Repeat the items below word for word, from the very start down through the line that contains "[75,82,305,165]", including both ends. Leave the pictures out of your answer.

____ Dataset

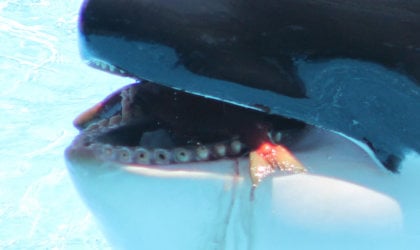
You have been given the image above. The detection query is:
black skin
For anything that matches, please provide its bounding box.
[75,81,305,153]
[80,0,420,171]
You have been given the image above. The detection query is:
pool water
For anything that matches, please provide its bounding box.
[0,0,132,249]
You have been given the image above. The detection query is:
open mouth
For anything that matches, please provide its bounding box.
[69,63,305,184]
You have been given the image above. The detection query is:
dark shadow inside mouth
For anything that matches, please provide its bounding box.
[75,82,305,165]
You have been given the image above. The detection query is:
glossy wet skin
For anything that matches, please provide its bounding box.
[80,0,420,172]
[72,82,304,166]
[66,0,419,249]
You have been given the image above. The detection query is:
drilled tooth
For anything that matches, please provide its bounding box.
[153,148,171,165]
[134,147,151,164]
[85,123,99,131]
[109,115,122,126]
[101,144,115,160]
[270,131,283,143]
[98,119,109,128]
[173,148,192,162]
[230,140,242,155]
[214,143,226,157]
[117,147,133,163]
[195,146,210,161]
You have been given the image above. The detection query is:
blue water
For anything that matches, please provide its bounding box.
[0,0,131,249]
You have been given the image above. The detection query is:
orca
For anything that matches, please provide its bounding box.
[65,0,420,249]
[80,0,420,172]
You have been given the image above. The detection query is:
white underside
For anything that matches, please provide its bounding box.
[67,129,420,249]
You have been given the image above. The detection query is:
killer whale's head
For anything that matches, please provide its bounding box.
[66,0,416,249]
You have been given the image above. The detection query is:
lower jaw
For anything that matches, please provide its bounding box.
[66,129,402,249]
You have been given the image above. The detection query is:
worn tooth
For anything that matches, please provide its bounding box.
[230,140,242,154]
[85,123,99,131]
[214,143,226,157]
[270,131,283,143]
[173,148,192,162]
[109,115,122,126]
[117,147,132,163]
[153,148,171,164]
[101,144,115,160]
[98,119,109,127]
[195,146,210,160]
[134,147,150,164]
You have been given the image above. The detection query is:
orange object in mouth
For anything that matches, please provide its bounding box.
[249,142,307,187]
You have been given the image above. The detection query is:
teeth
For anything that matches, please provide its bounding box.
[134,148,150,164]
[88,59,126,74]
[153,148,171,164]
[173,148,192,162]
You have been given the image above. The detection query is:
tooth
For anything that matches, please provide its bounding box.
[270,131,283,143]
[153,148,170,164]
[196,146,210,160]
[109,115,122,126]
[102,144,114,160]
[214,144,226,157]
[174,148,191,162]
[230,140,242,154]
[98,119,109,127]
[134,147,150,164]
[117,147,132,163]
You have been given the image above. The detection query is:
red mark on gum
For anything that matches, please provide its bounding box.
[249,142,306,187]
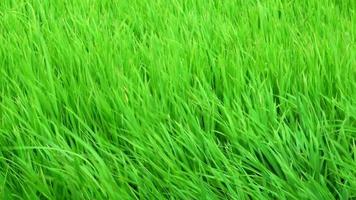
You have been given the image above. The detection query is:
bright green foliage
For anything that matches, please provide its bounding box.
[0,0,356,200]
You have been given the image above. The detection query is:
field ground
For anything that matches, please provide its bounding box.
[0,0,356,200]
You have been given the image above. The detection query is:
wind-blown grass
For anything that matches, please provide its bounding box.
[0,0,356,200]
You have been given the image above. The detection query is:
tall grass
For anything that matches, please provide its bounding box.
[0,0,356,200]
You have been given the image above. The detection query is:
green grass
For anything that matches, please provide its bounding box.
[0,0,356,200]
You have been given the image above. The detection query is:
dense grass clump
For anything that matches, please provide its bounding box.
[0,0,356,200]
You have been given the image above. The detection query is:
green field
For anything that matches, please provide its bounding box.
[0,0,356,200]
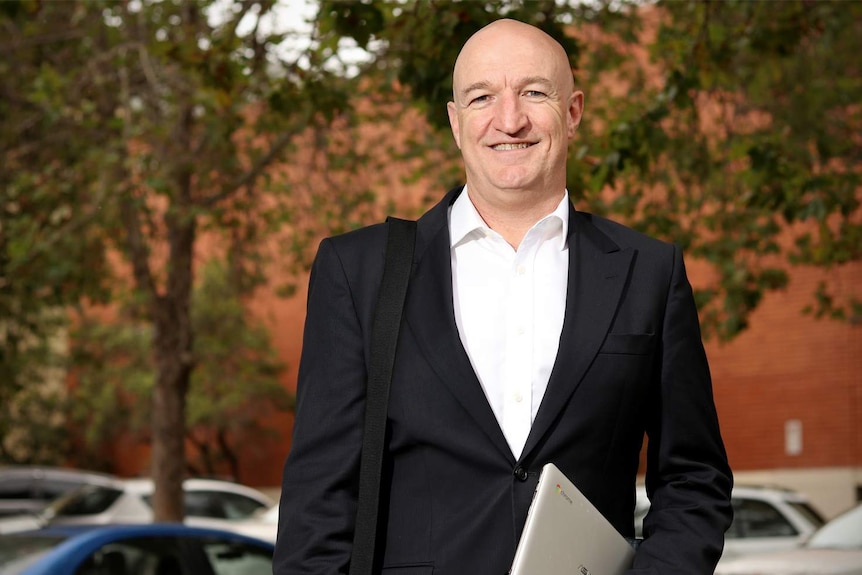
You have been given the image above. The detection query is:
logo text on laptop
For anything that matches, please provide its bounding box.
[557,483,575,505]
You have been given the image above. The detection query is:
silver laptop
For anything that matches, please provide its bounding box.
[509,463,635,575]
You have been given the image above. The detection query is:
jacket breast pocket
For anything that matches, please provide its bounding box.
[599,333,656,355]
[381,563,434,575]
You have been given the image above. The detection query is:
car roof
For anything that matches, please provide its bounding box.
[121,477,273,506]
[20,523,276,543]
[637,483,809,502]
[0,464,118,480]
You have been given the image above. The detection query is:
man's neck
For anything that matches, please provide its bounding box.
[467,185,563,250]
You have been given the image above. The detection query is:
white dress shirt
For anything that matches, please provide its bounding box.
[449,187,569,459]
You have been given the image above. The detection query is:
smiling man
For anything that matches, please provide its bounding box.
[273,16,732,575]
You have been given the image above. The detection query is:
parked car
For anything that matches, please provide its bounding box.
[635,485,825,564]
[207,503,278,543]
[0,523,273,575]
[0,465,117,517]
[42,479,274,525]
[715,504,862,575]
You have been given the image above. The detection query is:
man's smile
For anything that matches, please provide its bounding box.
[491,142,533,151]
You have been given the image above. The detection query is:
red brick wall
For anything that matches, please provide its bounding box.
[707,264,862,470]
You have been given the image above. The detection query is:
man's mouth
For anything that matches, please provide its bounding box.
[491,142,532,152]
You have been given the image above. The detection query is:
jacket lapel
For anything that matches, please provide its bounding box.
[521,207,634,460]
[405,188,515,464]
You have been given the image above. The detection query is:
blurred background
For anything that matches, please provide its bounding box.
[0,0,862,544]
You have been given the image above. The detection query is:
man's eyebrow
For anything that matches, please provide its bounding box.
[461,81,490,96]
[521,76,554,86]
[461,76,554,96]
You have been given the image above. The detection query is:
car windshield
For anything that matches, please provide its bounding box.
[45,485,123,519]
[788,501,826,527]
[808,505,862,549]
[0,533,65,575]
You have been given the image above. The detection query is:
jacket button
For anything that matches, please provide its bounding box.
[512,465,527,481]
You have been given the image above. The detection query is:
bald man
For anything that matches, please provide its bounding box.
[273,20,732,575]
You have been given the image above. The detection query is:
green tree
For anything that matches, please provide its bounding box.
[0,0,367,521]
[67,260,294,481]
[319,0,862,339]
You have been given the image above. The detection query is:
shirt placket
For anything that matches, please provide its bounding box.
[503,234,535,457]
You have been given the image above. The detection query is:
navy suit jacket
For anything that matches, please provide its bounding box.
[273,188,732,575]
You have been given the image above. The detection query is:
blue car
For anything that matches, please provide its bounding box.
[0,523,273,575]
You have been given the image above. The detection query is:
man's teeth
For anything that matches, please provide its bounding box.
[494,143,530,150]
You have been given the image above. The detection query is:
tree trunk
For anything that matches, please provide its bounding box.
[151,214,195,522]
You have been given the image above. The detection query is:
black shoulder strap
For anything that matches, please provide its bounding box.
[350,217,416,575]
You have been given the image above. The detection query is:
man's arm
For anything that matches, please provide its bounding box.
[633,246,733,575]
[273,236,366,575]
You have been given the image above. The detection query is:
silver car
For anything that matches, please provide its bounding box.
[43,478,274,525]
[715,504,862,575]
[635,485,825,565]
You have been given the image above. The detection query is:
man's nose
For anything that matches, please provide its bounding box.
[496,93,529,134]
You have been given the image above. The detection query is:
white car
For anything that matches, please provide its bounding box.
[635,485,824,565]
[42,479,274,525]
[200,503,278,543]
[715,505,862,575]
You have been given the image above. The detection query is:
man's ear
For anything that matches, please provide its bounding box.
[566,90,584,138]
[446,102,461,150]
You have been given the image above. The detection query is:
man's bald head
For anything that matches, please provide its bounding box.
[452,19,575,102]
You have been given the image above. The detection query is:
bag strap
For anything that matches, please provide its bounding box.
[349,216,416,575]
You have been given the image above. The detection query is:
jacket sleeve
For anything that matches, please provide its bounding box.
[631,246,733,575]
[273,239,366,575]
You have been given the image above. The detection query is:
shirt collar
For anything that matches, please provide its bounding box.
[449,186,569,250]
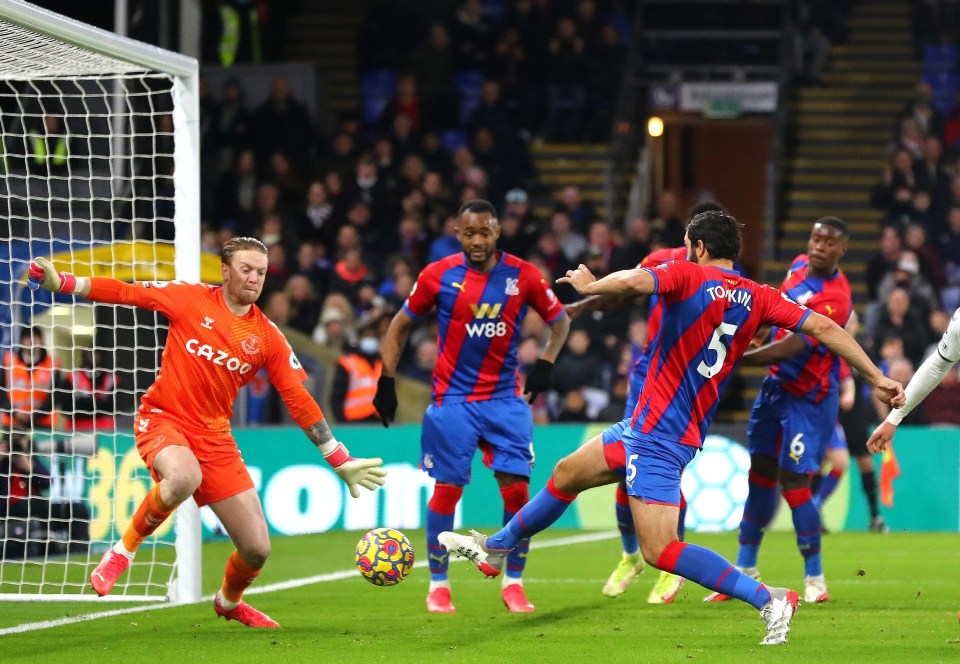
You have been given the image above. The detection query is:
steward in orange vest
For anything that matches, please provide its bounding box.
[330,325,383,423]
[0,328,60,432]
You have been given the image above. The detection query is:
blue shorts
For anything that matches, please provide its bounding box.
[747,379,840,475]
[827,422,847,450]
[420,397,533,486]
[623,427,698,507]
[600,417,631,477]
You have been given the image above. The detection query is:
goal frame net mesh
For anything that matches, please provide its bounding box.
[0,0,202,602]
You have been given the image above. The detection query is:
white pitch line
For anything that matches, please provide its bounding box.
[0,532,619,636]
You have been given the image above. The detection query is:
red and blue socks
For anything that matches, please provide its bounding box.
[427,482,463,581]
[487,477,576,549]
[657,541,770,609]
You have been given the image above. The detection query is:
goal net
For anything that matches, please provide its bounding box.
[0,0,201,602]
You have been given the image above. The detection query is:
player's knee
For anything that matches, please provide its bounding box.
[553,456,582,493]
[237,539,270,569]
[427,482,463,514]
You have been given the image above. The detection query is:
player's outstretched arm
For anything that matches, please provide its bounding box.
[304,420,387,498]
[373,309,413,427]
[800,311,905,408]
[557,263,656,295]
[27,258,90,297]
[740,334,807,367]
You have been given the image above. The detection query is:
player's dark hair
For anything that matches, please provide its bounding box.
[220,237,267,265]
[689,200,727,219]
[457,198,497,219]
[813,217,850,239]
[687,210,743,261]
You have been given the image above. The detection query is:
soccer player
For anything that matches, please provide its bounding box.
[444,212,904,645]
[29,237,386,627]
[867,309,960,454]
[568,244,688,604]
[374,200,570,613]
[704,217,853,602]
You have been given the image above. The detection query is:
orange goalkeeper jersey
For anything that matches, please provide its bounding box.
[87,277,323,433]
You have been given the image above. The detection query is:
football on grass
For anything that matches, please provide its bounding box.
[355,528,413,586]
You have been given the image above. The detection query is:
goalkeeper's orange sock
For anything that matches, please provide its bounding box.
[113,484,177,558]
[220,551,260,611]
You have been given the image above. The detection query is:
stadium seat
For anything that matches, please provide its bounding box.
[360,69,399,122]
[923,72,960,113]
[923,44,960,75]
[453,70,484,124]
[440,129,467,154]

________

## Expected output
You have been given the image above. The detection query is:
black skin
For anything that matches, please provide its bounding box.
[75,81,305,153]
[80,0,420,171]
You have been given the image above. The detection query is:
pool water
For anything that matches, please provide its bounding box.
[0,0,132,249]
You have been given the image above. The detection query is:
open mouth
For anything that matches, please provide its bounding box.
[69,63,305,184]
You have been given the image above. The detection query is:
dark shadow inside mouth
For anything that matches, please provide its bounding box.
[75,82,305,165]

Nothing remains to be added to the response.